--- PROBLEM TO SOLVE ---
Return every line in the records below that contains the string "arched", copying each one unchanged.
━━━━━━━━━━━━━━━━━━━━
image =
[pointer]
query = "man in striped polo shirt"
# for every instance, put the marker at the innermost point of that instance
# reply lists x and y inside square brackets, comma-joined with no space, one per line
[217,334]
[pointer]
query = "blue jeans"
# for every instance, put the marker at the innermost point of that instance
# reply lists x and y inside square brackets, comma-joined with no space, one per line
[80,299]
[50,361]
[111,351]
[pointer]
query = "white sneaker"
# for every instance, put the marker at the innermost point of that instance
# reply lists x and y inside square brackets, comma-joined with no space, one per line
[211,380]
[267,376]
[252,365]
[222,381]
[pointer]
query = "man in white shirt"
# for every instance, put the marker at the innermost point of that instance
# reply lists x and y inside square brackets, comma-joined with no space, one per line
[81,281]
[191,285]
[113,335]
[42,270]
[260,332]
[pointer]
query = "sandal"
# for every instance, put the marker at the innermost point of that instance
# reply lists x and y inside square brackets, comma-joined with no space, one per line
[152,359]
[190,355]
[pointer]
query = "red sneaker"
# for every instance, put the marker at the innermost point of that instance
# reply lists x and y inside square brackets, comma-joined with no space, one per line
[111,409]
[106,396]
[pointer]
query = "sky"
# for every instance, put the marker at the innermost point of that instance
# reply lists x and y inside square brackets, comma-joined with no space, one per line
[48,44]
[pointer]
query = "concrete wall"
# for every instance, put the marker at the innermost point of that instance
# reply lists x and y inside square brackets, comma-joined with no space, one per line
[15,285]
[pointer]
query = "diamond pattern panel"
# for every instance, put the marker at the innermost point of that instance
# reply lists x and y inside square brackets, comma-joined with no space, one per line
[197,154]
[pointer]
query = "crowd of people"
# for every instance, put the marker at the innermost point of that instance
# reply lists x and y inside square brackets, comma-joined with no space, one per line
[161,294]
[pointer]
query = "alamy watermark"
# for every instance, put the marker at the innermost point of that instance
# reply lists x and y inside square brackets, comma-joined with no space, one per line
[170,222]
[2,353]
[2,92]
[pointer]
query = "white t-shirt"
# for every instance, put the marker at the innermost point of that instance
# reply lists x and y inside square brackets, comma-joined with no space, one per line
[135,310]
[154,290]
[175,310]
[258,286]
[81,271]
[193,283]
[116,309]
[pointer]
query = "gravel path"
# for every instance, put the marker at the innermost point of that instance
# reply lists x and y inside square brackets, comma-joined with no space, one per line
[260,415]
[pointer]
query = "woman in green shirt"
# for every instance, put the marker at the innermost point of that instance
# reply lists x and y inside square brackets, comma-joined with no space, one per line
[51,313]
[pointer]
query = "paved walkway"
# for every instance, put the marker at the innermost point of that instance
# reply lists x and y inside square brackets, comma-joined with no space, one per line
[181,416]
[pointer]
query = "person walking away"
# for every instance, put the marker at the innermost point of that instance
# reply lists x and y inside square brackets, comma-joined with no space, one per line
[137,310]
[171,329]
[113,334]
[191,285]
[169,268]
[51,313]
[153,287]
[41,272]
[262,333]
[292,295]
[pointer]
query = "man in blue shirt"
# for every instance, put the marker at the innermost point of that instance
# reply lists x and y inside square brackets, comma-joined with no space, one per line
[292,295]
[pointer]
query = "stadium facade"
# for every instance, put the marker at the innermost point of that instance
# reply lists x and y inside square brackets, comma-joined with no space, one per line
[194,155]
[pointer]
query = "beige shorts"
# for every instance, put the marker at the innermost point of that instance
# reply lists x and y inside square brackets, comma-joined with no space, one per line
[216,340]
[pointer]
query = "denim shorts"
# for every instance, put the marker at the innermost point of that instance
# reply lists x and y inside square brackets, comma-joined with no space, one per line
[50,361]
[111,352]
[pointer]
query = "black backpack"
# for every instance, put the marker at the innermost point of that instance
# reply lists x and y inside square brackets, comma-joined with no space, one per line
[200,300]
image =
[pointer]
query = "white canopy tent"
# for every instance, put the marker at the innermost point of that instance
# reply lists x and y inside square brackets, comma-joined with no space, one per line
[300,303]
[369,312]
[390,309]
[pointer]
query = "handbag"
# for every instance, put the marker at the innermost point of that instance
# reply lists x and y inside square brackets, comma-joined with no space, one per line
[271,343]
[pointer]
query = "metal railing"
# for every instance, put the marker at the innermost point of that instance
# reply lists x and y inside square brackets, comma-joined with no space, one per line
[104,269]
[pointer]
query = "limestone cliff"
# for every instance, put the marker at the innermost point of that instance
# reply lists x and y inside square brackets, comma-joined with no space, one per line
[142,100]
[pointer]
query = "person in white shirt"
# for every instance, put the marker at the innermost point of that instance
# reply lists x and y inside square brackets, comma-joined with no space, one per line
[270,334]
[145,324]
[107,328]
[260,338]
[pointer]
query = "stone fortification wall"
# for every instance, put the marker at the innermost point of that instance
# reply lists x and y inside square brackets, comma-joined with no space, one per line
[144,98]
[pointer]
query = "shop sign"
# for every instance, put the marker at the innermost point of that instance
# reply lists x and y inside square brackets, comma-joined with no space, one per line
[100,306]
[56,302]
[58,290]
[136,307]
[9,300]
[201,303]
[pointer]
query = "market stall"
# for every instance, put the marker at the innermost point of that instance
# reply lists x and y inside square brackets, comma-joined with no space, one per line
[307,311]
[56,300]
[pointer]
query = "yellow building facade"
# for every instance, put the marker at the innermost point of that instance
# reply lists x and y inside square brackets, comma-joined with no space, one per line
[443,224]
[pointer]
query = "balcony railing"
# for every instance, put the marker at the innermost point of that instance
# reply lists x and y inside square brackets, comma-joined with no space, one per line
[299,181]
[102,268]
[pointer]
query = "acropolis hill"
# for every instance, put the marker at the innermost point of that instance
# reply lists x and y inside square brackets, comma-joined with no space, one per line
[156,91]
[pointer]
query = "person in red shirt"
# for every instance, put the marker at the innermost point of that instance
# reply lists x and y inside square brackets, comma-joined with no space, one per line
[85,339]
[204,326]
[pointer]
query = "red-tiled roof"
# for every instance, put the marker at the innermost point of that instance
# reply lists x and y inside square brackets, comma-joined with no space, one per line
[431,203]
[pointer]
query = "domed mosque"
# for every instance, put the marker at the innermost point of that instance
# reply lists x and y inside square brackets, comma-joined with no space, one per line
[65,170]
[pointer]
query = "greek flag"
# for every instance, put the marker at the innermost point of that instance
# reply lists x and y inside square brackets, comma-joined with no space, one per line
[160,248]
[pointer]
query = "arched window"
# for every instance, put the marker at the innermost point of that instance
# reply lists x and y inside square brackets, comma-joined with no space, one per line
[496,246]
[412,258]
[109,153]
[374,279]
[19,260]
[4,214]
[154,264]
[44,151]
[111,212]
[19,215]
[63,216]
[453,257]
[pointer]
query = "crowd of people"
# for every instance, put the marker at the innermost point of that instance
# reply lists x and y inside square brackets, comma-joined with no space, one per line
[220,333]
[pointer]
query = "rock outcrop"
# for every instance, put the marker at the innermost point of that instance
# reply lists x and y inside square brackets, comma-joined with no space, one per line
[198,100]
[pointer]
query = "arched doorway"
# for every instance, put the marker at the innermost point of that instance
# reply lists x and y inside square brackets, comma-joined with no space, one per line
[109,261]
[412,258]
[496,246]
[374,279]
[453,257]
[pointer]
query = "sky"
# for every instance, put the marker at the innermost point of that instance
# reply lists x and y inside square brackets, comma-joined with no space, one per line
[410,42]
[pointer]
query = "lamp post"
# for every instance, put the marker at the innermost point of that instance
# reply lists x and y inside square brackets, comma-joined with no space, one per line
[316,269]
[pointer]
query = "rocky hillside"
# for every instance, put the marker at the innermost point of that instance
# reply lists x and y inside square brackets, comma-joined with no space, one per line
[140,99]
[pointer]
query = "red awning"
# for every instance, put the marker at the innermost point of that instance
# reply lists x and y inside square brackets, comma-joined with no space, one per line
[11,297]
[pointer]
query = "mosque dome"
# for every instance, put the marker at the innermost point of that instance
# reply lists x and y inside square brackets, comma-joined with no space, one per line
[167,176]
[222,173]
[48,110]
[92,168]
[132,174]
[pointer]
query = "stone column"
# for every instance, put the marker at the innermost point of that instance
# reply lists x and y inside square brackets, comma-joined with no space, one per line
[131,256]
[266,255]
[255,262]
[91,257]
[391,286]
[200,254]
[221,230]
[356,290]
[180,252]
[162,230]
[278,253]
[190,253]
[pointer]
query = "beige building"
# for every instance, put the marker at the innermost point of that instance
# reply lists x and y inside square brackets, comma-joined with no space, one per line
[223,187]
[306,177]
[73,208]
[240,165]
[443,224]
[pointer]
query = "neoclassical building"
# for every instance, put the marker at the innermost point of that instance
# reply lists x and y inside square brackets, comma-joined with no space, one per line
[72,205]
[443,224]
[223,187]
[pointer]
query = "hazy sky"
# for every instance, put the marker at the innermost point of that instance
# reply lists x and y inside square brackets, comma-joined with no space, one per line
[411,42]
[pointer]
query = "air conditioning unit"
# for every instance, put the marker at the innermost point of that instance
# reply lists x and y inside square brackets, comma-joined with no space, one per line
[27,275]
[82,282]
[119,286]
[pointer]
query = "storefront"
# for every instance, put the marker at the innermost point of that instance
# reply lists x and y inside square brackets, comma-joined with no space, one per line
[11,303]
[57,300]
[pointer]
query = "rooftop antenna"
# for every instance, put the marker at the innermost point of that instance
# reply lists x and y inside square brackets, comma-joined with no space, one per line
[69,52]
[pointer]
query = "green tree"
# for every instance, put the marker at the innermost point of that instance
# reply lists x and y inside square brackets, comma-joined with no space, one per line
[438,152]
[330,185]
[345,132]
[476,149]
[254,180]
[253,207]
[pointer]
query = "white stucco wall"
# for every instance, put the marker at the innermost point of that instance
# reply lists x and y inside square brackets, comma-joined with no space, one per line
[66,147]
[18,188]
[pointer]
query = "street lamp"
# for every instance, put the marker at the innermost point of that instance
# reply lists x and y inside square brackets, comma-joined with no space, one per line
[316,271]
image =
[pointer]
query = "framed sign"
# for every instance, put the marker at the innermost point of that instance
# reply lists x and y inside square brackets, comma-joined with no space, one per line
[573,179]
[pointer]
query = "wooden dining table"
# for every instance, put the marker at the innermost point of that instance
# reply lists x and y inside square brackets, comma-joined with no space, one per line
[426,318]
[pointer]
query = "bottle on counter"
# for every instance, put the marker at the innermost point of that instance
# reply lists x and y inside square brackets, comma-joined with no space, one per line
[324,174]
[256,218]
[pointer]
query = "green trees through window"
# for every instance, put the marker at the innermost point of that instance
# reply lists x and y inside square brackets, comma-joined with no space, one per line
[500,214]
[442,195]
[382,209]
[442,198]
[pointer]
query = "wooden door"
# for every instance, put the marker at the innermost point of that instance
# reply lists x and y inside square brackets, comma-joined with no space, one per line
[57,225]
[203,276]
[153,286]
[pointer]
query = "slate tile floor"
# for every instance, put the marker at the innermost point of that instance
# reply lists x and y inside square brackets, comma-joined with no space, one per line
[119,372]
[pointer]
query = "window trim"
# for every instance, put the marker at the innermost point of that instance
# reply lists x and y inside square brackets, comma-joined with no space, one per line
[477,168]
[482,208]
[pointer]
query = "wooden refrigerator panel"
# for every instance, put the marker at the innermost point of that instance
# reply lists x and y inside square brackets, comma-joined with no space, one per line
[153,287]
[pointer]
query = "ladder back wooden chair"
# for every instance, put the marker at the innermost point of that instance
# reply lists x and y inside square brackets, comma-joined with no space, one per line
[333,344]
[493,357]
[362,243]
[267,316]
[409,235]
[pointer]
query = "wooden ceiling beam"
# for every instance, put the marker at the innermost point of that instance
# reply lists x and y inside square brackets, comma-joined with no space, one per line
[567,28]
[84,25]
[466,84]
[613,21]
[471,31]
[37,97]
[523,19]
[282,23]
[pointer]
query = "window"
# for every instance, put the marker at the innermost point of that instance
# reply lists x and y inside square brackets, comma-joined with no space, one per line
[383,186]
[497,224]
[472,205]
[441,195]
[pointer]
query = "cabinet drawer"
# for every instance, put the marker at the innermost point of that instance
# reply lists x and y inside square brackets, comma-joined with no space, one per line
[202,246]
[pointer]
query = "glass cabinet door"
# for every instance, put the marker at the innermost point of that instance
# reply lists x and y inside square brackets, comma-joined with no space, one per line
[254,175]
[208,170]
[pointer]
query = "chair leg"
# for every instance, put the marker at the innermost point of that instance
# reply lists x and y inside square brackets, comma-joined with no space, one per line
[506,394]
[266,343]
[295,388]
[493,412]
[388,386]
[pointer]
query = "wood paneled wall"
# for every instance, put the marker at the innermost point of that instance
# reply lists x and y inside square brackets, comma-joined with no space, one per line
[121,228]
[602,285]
━━━━━━━━━━━━━━━━━━━━
--- COMPLETED EXERCISE ---
query = "arched window"
query = "arched doorway"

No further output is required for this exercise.